**Arbeitsauftrag A**
Übersetze aus dem Text zur Debian-Installation diesen Satz ins Englische: „Ich habe mich aber nun entschieden mit Debian in die Linuxwelt einzusteigen.“
**Arbeitsauftrag B**
Knüpfe an den letzten Satz des Textes zur Debian-Installation an und schreibe ihn weiter.

# Debian 3.0 (DVD) auf Notebook (VAIO PCG-FR315M) installieren



## seril (17. Dezember 2004)

Hallo zusammenm vorab sei gesagt das ich mit Linux bisher nicht viel zu tun hatte außer 2 Monate SuSE 7.0 Linux, was ich dann aber wieder entfernt hatte da ich zurück zur Windows Oberfläche wollte. 
Ich habe mich aber nun entschieden mit Debian in die Linuxwelt einzusteigen. 

Ich habe mir also Debian 3.0 DVD mit samt Handbuch gekauft und wollte loslegen (das ist allerdings schon knapp 2 wochen her und seitdem versuche ich krampfhaft erfolge zu verschreiben). Das Handbuch zur Hand genommen und die ersten Seiten gelesen die eigentliche Installation wollte ich dann direkt mit dem Handbuch vornehmen, also schön Schritt für Schritt, doch hier ging es schon los, einige im Handbuch beschriebene Abschnitte der Installation hatte ich gar nicht: 

Auswählen der Sprache hatte ich, doch schon ein im HB beschriebenes Intro hatte ich nicht mehr, den Status des Systemes hatte ich auch nicht mehr, wobei erwähnt wurde das dieser bei manchen Systemen so schnell überprüft ist das man ihn nicht mehr sieht. 
Die Auswahl des Tastaturlayouts hatte ich auch nicht mehr. 
So ging das Spiel weiter und ich hatte nicht wirklich die Möglichkeit mich am HB zu orientieren. 

Ich habe dann (mehrmals) versucht die Installation ohne Handbuch zu bewältigen, jedoch ebenfalls ohne Erfolg. Die Installation des Basissystemes hängt sich immer an der selben Stelle auf, und zwar kurz nachdem PCMCIA Treiber geladen wurden (Das geht so schnell, ich denke das ich es richtig gelesen habe, jedenfalls passiert da irgendwas mit PCMCIA) bei 95% und dann passiert gar nichts mehr, da steht dann nur noch "installieren der Extra Packete".

**Angezeigte Informationen**
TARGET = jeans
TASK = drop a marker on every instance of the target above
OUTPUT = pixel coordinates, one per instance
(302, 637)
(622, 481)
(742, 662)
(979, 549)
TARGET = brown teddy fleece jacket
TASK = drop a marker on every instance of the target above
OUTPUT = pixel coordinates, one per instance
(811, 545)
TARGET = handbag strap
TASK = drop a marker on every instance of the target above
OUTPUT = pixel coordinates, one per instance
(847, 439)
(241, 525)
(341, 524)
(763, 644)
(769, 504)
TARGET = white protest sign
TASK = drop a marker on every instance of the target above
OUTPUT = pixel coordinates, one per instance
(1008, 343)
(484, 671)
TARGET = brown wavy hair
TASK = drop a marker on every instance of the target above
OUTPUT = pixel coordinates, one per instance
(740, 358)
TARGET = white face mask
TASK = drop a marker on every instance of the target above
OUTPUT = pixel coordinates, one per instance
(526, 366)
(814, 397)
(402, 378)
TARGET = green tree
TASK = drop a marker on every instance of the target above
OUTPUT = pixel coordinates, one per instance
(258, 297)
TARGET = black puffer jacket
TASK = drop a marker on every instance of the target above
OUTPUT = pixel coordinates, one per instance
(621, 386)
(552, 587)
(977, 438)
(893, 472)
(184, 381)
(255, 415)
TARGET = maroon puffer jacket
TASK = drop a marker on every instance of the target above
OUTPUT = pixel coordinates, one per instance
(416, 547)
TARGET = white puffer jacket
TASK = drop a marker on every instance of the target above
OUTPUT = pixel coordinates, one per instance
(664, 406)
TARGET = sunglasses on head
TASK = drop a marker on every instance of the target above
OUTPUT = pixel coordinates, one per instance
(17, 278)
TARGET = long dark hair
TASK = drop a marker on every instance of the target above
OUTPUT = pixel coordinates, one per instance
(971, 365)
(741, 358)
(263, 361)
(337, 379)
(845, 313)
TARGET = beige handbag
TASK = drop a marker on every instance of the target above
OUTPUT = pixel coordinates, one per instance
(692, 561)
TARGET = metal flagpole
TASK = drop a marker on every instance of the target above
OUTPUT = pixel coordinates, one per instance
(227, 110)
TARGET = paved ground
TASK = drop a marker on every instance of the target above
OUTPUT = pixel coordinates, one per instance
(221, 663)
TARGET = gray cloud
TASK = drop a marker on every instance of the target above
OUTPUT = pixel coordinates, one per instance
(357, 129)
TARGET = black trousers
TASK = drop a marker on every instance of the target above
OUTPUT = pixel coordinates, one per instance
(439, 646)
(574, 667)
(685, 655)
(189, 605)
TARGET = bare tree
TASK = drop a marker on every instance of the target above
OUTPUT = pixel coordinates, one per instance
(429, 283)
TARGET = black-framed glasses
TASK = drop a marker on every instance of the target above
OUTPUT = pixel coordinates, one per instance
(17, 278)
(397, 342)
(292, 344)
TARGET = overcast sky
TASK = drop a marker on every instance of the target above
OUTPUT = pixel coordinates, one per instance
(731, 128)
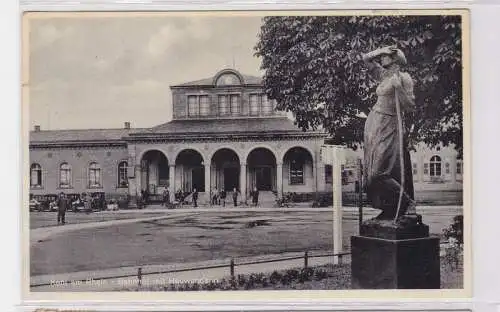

**Lösung A**
However, I have now decided to enter the world of Linux with Debian.

**Lösung B**
An dieser Stelle sei gesagt das ich Debian auf meinem Sony VAIO PCG-FR315M (2,66GHz P4, 512MB Ram, 40GB HDD, ATI Radeon M) installieren möchte, wobei ich eine PCMCIA WLAN Karte der Firma Efficient Networks (Mod. 1021) habe die mir über einen Router die Verbindung zum Internet herstellen soll. 

Im Internet habe ich nun gelesen das es helfen könnte wenn man versucht Debian einfach mit einem anderen Kernel zu installieren, ich also schnell im Handbuch geblättert und tatsächlich, wenn ich beim "dbootstrap" statt zu entern eingebe "bf24" soll bei der Installation der 2.4er Kernel ausgewählt werden, genauso habe ich auch die Möglichkeit mit hilfe von "vanilla" den Standard Kernel zu wählen der mir alles bietet. 

Leider passiert da nichts außer einer Fehlermeldung: "could not find kernel image: bf24". 

von der Installation über den "expert" Modus habe ich die Finger gelassen (habe zwar mal hereingeschaut, aber da bin ich aufgeschmissen). 

Meine Frage nun an die versierten Debian User, wie kann ich es schaffen Debian auf dem Notebook zu installieren? Bitte habt verständnis dafür das ich nicht viel Ahnung habe und recht detaillierte hilfe brauche. 

Ich danke euch vorab!


----------



## imweasel (18. Dezember 2004)

Hi,

ich hatte mal eine ähnliches Problem mit einer PCMCIA-Karte (Netzwerkkarte).

Versuch mal ohne die Karte (also nicht eingesteckt) dein System zu installieren und erst wenn das System kpl. läuft würde ich die Karte einbauen und konfigurieren.
Also bei mir ging es dann.


----------



## JohannesR (18. Dezember 2004)

Wahrscheinlich ist deine DVD schon so neu, dass der 2.4er Kernel der Standardkernel ist. Dann sollte, afair, ein einfaches [Enter] helfen.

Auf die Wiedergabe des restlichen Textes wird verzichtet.